§ **Point localization data**
-----

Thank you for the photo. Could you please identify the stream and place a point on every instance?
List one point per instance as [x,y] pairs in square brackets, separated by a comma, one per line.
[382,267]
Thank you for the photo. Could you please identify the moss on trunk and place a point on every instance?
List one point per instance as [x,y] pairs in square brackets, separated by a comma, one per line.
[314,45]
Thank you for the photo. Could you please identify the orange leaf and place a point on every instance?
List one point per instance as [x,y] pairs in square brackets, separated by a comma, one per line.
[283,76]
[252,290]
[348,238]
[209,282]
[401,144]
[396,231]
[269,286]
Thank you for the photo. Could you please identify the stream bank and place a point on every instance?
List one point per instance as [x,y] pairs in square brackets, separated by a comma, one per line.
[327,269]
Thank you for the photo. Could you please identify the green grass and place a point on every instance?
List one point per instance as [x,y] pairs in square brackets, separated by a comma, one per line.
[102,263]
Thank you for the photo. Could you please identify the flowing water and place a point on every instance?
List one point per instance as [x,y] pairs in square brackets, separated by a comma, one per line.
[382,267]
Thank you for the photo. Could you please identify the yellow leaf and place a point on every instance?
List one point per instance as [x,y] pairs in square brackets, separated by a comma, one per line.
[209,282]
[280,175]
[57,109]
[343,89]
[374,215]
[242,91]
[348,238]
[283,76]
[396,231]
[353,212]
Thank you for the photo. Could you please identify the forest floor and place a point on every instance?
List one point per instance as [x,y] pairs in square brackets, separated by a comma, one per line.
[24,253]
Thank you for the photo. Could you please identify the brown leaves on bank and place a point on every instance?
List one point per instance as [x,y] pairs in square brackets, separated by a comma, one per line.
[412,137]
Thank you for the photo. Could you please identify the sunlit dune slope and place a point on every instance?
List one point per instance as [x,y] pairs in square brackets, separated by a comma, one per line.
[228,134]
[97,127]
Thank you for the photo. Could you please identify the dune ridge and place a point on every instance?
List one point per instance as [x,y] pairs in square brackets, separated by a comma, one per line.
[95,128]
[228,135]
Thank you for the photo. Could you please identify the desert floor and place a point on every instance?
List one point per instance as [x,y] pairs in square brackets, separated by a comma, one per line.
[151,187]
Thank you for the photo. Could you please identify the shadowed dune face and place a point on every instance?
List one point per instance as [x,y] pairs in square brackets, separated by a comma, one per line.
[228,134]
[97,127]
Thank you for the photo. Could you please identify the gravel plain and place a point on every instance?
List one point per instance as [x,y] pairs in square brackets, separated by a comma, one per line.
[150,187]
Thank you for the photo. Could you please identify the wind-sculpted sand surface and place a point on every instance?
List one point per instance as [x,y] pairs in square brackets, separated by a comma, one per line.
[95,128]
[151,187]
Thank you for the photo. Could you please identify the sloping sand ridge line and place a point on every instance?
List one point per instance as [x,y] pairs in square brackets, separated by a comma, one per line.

-----

§ **WORK ITEM**
All the records, from the first line to the last: repeat them exactly.

§ **ANSWER AREA**
Thank you for the photo. Could you please identify the stream and place a point on every instance?
List one point per instance as [x,y] pairs in square brackets, separated by a comma, one per line.
[382,267]
Thank you for the photo. Could you please identify the moss on trunk and place a point on every instance?
List one point per instance as [x,y] pairs in square brackets, separated by a comma, one per line.
[314,45]
Thank you for the photo. Could you please identify the orange leaf and place a point on every instance?
List one point per instance as [x,y] pairs in square brackets, separated by a comma, one per line.
[283,76]
[252,290]
[348,238]
[209,282]
[401,144]
[396,231]
[269,286]
Thank you for the photo. Could you please identify the stream bank and place a point on every instance?
List one point per instance as [x,y] pairs in square brackets, separated by a comma, one per line.
[327,269]
Thank you for the photo. Could you please identify the green grass and place a point on every instance?
List one point per instance as [x,y] pairs in square brackets, separated by a comma, one per line.
[102,263]
Thank you for the photo. Could you please identify the flowing water and place a point on every instance?
List one point per instance as [x,y] pairs in square brackets, separated by a comma, one per line.
[382,267]
Thank you for the photo. Could you please identify the yellow leaf and place a point on every instance?
List one point per instance as [x,y] pairs in square brackets, separated by a comma, one per line.
[209,282]
[280,175]
[57,109]
[343,89]
[374,215]
[242,91]
[348,238]
[283,76]
[396,231]
[353,212]
Thank you for the photo. Could you please identify the forest floor and place a point on every instance?
List one point per instance as [x,y] pairs in square brackets, separated by a comma, one per line.
[24,253]
Thank you for the photo. Could you please identify the brown leaves on bank and place a point on every instance?
List one point per instance as [x,y] pairs in square brackets, separated by a comma, one per line.
[412,137]
Thank you for the photo. Could you please identify the sunlit dune slope and place a point on every instance?
List one point per instance as [x,y] pairs in square brackets, separated by a comma, one per line.
[228,134]
[97,127]
Thank you for the photo. Could you please identify the dune ridge and place a point on every instance?
List one point per instance as [x,y] pairs in square brackets, separated by a comma, one per line.
[95,128]
[228,135]
Thank you for the photo. Could you please identify the desert floor and place a point on every instance?
List one point per instance as [x,y] pairs in square brackets, separated by a comma, one per line.
[151,187]
Thank you for the photo. Could you please identify the shadowed dune face and place a point on every instance?
List one point per instance as [x,y] pairs in square brackets, separated by a comma, one per line.
[228,134]
[97,127]
Thank you for the photo. Could you please identify the gravel plain and place a point on every instance?
List one point per instance as [x,y] pairs in square brackets, separated by a comma, one per line.
[150,187]
Thank you for the photo. Could you please identify the wind-sculpted sand surface and place a point on every instance?
List one point per instance as [x,y] pairs in square brackets, separated by a comma, one per line.
[95,128]
[151,187]
Thank you for the photo. Could you please identify the sloping sand ridge line and place a point on every instance?
List one point per instance as [x,y] pairs in square brackets, separated by a comma, one per line.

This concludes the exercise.